Short problem:
In the entries below, take the part that opens with the line containing "segment(query) outlines every" and closes with the line containing "Give the mask of the <item>catamaran". Rewrite only those lines, swapping "catamaran boat" for "twin-hull boat" and keeping everything else the same, and omit the pictures.

Raw records:
+ + + + + + +

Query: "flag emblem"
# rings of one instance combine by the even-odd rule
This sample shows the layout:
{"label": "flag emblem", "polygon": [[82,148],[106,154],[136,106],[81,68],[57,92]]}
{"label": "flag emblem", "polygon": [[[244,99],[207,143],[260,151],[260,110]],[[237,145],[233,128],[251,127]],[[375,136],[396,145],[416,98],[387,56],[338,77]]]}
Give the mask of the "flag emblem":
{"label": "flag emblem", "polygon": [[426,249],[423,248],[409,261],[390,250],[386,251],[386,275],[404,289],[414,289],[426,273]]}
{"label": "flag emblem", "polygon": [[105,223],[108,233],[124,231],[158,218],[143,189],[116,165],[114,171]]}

+ + + + + + +

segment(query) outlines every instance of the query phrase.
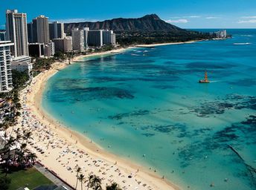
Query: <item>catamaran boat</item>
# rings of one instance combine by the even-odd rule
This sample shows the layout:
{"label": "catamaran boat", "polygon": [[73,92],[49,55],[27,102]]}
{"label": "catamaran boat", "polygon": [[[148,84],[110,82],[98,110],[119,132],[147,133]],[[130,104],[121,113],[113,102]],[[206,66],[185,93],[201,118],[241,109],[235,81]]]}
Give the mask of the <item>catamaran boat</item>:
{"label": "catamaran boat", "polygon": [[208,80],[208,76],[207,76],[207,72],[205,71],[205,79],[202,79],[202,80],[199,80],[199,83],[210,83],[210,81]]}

+ + + + + + +

Correct response:
segment(query) outlines every instance of the query phrase.
Query: <item>twin-hull boat</item>
# rings of one instance combine by the even-odd rule
This sample shows the layout:
{"label": "twin-hull boat", "polygon": [[73,92],[49,55],[27,102]]}
{"label": "twin-hull boat", "polygon": [[[148,84],[110,82],[98,110],[119,132],[147,133]],[[130,104],[121,113],[113,102]],[[206,66],[185,93],[201,118],[241,109],[235,81]]]}
Give the mask of the <item>twin-hull boat</item>:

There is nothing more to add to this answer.